===== RECORDS SUPPLIED =====

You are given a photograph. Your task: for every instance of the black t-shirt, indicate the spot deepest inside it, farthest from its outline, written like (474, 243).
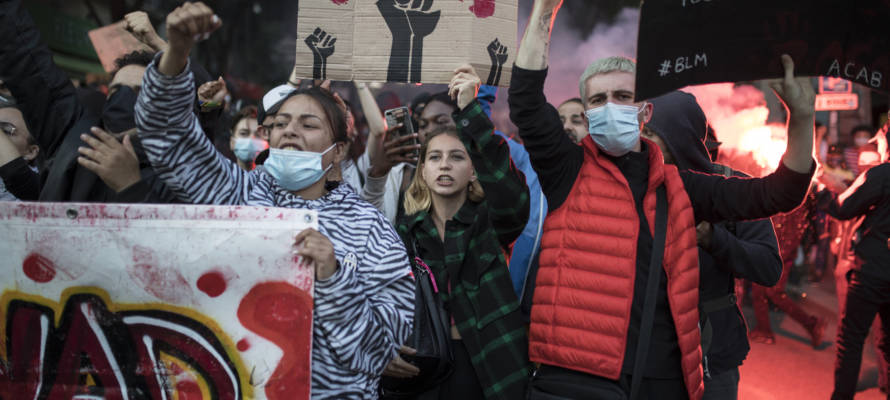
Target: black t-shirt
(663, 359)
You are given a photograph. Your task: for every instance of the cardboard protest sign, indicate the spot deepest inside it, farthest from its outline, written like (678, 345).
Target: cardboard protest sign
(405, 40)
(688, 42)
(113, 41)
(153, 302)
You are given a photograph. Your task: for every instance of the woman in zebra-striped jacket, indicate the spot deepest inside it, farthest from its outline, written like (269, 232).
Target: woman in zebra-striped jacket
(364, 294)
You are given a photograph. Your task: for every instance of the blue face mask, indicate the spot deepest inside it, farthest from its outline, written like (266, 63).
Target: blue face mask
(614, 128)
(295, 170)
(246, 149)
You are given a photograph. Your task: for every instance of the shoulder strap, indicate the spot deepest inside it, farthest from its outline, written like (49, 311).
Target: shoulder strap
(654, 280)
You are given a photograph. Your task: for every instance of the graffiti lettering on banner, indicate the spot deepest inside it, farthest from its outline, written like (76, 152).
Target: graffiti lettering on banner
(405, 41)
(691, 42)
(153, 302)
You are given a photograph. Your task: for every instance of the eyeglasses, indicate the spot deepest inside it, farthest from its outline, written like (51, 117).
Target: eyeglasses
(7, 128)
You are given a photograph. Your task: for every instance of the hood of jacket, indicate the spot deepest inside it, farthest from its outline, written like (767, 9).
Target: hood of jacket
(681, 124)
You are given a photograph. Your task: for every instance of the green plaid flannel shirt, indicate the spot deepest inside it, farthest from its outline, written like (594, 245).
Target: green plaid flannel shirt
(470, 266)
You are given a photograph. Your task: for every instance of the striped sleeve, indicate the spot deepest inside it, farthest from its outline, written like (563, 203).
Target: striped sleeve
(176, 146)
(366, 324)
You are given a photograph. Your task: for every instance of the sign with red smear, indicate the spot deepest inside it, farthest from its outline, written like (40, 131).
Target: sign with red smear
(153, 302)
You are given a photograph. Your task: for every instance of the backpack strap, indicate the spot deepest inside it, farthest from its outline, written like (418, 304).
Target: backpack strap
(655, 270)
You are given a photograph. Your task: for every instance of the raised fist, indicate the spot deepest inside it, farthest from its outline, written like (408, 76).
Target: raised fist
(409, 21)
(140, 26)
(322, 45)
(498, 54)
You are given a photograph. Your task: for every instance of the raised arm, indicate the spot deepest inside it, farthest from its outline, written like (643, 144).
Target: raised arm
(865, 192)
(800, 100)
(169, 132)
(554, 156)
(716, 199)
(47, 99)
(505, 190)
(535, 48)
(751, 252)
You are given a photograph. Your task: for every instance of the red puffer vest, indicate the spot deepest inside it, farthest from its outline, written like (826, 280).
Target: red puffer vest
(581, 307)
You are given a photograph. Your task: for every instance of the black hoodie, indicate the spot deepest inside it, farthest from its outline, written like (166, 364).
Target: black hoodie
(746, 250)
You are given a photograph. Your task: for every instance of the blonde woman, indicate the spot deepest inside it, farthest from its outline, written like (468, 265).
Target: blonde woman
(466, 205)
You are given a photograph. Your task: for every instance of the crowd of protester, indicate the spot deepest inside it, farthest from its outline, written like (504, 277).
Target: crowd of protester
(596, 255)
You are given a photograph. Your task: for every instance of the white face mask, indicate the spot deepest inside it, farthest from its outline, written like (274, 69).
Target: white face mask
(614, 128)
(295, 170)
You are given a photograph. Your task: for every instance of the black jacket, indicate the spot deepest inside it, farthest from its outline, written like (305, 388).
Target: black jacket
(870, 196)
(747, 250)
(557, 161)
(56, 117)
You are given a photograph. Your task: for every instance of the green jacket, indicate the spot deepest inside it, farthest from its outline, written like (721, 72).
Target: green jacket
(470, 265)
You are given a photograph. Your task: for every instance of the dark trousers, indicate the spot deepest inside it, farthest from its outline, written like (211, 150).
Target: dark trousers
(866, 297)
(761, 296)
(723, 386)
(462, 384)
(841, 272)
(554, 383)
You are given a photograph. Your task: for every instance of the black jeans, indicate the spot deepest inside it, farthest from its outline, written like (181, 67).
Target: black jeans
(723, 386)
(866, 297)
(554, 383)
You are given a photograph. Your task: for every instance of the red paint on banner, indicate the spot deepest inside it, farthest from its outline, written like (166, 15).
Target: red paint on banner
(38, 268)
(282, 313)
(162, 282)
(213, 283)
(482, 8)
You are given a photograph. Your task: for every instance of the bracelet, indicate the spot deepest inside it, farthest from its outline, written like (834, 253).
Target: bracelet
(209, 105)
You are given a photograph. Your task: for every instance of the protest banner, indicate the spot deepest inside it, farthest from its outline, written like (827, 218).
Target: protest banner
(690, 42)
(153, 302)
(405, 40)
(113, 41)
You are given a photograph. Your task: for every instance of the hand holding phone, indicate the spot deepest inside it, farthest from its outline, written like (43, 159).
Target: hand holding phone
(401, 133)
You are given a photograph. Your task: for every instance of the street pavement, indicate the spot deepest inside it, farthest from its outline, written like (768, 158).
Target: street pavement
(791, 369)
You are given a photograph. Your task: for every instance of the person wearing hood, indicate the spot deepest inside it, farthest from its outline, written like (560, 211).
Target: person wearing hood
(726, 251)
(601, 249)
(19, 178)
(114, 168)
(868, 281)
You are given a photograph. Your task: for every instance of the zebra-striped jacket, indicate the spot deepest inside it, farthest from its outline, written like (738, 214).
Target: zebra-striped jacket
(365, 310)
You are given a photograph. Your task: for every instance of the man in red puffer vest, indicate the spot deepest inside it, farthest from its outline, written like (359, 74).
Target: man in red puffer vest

=====

Repeat the entries exactly and keep the pictures out of the copy.

COMPLETED EXERCISE
You are given a photograph. Your task: for every instance of the black t-shirt, indicate the spot deepest inside it, farthest from its outline, written like (474, 243).
Target: black t-shirt
(663, 359)
You are given a photograph. Your task: for every instance of the cardboard protest sign, indicate the spot deepest inside it, farthest from its outline, written like (678, 345).
Target: cardboard protest sign
(405, 40)
(688, 42)
(113, 41)
(153, 302)
You are given a photograph. Your task: for every instance of the woman in zebra-striped jacket, indicate the spot deepest inside it, farthest from its outline, written like (269, 232).
Target: woman in zebra-striped jacket
(364, 294)
You are given a photograph. Your task: for every instance of the blue face mask, indicate the spot deepest inside it, farthest from its outline, written like (266, 63).
Target: blue face mask
(614, 128)
(295, 170)
(246, 149)
You are given a photograph. Your task: for every instance of the shoulder strap, indicate the spot deepest inside it, farthest from its outline, written like (49, 311).
Target: shoulder strap
(654, 280)
You are given a photograph. Your task: for every instance of the graffiti lettering on banner, indicate the spot deepest inside it, farthest from its outline, written like (76, 152).
Target: graffiti lettering on banner
(405, 41)
(691, 42)
(153, 302)
You are given a photograph. Your task: for every instance of the eyeglasses, indicate the spot deepest inside it, farthest from its outline, written like (51, 117).
Target: eyeglasses
(7, 128)
You are given a photograph. Your task: for every instance of the hood of jacket, indicate the spot deepest inside it, farthest from its outline, written like (767, 9).
Target: hood of jacket
(681, 124)
You are given a photograph. Your task: for every instance of the green plaid flannel shirt, indicate the spot deepest inside it, farthest from its outline, written like (594, 245).
Target: green plaid flannel shirt
(470, 266)
You are given a photograph. Your task: for every instance of the striped sleeve, indicate the spot deepest inside it, farthest from its outline, written like (563, 203).
Target: striped sleeve
(176, 146)
(366, 324)
You are given a photograph. Your task: for every instance of the sign with red smear, indicate the spot deepest inside it, farthest from its outline, written like (40, 131).
Target: sign with red smear
(153, 302)
You are given a photograph. Your task: for every instance of the backpack strap, indicate the spot deepest inside it, farthest from its outline, written like (418, 304).
Target: backpack strap
(655, 270)
You are given a photograph. Your task: for every instance of the raised fist, indicate the spot deepest inside it, farthest from its outline, written like (408, 76).
Target: raised fist
(409, 21)
(140, 26)
(322, 45)
(498, 54)
You are given a photograph. Your task: for every instance of the raised arm, indicate the spot deepest inside it, farthest from its outline, written like (643, 144).
Target: raised arm
(865, 192)
(800, 100)
(169, 132)
(554, 156)
(716, 199)
(47, 99)
(505, 190)
(535, 48)
(751, 252)
You are given a photograph. Your task: for every instance of the red puffer vest, indicate the spot deepest inside it, farthest from its outline, written like (826, 280).
Target: red puffer vest
(581, 307)
You are given a photograph. Your task: for every instance of the black hoodie, indicate the spot deepest inside it, farthest from its outline, written like (166, 364).
Target: black hoodie
(746, 250)
You are given a photograph. Your task: for every instance of the blonde woman, indicate the spot deepest inside it, farthest from its outline, written like (468, 265).
Target: blonde woman
(466, 205)
You are given a photograph. Your task: for every instance of the crowd of protester, indicate the spot deepest inside it, farthest from its outline, written like (504, 277).
Target: crowd of protester
(596, 255)
You are given a photograph. Your task: for every instance of the white face mask, indicate the spot deepest inside it, farthest from its outline, written like (274, 69).
Target: white face mask
(614, 128)
(295, 170)
You are given a photograph. Your task: for every instance of the black jacket, indicate the spot deepest inside it, farthest from its outline, written like (305, 388).
Target: black jacket
(870, 196)
(747, 250)
(557, 161)
(56, 117)
You are given a photograph. Your task: for every instance of the green jacket, indicate the spot deepest inside it, farthest from its outline, written like (721, 72).
Target: green jacket
(470, 265)
You are given a photograph. Your task: for every instance of the dark trousers, indicate the spot deepest inside it, farthest from its outline, written like (211, 150).
Target: dark trousers
(866, 297)
(761, 296)
(723, 386)
(462, 384)
(841, 272)
(554, 383)
You are given a photograph. Your task: for every instance of the black jeans, indicate the spot deepest inside it, farthest from its outline, written like (181, 67).
Target: black jeans
(723, 386)
(866, 297)
(554, 383)
You are given a photograph. Your task: for every instance of the red paint on banner, indicate the spot deepest inside it, farthest from its outline, written like (166, 15).
Target: red paint on banner
(38, 268)
(282, 313)
(162, 282)
(213, 283)
(482, 8)
You are given a photograph. Your task: for every instance of the bracelet, indicate the spot deepest inside it, farthest from its outline, written like (834, 253).
Target: bracelet
(209, 105)
You are given a photograph. Your task: for every instance of the protest banner, indicate the spot deepest inside it, farthest from its outline, written like (827, 218).
Target: protest banner
(690, 42)
(153, 302)
(405, 40)
(113, 41)
You are given a photograph. Your task: for every instance of the hand holding phone, indicate the spot deepest inside it, farthest from its outline, written like (43, 159).
Target: hand holding phone
(401, 133)
You are given a photograph. Your task: for every instance of the street pavement, indicate the spot deepest inside it, farthest from its outline, written like (768, 158).
Target: street pavement
(791, 369)
You are given a photograph. Your task: for every instance of the person wearing hood, indicate the spot deepest inside it, farthest from its outline, written like (560, 211).
Target: person wearing hood
(726, 251)
(601, 249)
(19, 178)
(114, 168)
(868, 281)
You are given a photograph. Your task: for every instance of the zebra-striped jacket, indicate the spot deepest inside it, farthest from its outline, written like (738, 214).
Target: zebra-striped jacket
(365, 310)
You are given a photograph. Your task: for every instance of the man in red puffer vest, indicate the spot deepest inside it, farthest from its outline, written like (359, 74).
Target: man in red puffer vest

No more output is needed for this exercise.